--- START ---
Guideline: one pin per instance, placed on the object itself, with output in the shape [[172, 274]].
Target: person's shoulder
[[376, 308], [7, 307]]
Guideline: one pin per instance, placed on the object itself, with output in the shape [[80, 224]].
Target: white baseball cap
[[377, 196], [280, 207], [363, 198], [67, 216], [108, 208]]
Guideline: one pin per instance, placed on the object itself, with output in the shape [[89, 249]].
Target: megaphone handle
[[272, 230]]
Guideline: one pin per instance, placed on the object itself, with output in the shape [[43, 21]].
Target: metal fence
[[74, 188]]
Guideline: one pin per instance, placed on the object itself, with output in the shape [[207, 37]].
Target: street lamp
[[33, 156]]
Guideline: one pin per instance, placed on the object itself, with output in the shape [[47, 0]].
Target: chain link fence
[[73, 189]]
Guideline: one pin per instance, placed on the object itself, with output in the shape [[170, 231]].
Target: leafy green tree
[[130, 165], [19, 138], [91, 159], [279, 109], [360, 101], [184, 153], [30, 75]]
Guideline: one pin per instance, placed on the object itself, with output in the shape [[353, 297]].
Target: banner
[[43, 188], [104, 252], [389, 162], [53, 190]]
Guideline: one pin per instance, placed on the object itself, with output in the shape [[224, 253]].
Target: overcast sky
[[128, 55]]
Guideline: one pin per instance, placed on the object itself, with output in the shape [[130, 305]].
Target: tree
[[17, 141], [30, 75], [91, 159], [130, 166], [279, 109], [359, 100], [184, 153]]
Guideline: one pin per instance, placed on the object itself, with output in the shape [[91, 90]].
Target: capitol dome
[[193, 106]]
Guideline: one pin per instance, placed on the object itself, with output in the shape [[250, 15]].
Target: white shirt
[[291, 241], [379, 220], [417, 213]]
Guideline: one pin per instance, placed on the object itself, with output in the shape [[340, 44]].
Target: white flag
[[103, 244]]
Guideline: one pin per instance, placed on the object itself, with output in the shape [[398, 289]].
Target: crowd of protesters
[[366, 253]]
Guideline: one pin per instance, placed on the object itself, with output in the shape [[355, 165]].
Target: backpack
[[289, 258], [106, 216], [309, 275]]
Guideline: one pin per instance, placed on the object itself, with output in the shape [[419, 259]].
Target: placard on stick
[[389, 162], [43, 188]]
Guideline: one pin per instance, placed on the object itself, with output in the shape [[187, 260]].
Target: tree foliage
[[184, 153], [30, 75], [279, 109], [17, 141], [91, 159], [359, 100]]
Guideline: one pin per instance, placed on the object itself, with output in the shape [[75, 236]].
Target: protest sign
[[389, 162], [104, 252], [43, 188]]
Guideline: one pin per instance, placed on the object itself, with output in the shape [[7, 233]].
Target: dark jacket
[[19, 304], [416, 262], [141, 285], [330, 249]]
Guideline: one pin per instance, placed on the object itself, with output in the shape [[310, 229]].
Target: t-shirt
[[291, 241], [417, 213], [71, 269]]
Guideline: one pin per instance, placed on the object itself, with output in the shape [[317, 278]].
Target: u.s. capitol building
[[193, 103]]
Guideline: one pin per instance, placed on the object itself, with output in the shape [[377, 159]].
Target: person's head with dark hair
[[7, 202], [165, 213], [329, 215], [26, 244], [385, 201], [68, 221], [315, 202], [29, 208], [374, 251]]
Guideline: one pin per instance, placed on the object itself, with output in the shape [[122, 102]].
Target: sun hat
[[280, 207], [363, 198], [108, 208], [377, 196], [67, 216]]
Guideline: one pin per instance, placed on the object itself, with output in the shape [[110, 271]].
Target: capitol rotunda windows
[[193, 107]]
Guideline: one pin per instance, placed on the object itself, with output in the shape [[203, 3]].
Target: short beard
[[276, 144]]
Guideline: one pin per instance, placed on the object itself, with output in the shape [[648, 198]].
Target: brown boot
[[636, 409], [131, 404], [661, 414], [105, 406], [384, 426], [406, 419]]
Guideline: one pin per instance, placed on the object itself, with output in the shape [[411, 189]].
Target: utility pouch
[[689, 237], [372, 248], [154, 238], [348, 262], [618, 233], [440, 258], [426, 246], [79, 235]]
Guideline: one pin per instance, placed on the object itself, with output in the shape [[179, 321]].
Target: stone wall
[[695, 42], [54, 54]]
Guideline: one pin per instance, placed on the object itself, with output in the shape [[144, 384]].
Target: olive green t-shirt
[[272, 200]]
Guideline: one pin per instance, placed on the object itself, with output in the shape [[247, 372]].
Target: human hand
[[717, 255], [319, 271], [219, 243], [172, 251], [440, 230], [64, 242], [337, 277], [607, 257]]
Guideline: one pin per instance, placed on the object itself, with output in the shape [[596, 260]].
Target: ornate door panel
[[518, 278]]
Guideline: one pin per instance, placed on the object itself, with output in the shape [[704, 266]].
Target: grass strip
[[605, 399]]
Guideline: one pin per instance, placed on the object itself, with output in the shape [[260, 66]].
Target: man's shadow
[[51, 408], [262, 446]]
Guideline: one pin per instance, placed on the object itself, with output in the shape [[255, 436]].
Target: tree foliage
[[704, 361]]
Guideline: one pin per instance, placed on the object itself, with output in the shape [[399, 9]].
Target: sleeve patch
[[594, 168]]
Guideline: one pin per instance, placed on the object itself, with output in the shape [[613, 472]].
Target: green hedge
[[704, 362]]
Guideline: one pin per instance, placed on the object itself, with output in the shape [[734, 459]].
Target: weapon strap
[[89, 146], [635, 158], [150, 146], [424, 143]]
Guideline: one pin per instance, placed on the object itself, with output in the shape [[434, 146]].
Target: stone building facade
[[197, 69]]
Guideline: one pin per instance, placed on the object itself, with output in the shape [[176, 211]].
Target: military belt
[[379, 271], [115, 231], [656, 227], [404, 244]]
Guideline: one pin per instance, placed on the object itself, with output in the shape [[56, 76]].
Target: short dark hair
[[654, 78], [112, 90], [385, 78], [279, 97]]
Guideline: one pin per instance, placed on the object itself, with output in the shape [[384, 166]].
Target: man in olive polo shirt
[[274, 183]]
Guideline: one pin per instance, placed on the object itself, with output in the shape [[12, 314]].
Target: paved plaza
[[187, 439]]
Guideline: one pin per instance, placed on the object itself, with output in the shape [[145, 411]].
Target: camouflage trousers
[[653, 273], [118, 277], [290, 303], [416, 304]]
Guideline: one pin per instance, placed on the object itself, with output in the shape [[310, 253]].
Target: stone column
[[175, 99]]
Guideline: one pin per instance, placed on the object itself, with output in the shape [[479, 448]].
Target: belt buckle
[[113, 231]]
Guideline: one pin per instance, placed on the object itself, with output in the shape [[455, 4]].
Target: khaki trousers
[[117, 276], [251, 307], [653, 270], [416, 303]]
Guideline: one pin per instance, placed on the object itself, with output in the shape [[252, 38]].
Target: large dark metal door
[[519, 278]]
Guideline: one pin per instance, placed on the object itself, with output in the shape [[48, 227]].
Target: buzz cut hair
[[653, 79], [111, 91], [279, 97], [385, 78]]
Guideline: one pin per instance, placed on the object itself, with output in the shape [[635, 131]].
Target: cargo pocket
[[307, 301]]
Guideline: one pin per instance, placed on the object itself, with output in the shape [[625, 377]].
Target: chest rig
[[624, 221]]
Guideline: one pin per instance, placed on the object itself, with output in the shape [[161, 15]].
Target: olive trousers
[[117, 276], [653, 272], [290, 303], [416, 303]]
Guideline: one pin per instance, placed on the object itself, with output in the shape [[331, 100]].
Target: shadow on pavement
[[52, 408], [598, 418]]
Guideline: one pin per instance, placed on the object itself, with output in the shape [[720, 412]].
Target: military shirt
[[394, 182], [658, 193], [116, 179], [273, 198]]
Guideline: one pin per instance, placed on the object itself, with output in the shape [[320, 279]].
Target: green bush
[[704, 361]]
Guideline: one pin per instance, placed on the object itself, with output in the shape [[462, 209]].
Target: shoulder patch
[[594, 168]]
--- END ---
Give only the lines from the one holding "shape [[207, 37]]." through the one holding "shape [[130, 305]].", each restated exactly as it appears above.

Guideline: one pin per instance, placed on the object itself, with output in the shape [[207, 37]].
Target: street lamp
[[33, 156]]
Guideline: one pin per instance, placed on the object itself, with output in the shape [[47, 0]].
Target: chain link fence
[[73, 189]]
Guideline: one pin per instance, placed on the object itself, with output in the shape [[170, 231]].
Target: leafy green tree
[[130, 165], [19, 138], [91, 159], [279, 109], [360, 101], [184, 153], [30, 75]]
Guideline: one pin per instance, placed on the object itself, with output in the shape [[353, 297]].
Target: banner
[[43, 188], [104, 252], [389, 162], [53, 190]]
Guideline: one pin per instance, placed on the object itself, with output in the shape [[224, 253]].
Target: overcast sky
[[128, 55]]
Guideline: one pin per instance, placed on the object itself, with output in the shape [[130, 305]].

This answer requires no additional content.